▸ Exercise objective: How many lines in the listing below contain the word "dark"? Reply with the number alone.

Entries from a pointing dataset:
* * * * *
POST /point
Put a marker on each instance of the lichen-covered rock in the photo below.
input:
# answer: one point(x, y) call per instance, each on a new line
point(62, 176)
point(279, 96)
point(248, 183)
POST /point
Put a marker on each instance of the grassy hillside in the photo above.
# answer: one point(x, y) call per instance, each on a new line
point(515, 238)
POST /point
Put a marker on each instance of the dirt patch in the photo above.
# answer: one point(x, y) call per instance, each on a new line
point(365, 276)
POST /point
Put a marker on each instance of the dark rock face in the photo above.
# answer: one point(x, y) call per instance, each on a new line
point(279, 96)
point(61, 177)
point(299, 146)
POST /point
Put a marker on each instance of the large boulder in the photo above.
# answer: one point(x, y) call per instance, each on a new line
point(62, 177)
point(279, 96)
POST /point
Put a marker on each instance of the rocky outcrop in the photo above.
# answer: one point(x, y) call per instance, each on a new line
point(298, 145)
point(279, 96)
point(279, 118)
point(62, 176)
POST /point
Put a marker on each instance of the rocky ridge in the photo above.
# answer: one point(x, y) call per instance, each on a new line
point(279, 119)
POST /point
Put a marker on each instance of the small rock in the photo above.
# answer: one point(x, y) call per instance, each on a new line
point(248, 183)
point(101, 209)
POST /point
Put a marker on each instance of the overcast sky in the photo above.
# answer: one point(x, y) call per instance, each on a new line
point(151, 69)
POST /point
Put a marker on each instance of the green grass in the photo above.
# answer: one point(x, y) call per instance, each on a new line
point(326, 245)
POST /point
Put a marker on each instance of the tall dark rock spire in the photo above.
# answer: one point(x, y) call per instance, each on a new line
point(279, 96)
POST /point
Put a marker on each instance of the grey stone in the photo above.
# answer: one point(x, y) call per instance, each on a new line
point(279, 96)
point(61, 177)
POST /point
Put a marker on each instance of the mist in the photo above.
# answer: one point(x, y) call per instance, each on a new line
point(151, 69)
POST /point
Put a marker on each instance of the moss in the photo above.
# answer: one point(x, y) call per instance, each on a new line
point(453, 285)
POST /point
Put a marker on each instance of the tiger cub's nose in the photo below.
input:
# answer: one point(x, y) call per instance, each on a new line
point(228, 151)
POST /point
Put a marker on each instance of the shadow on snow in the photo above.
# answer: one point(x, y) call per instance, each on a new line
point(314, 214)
* * * * *
▸ Completed exercise: 2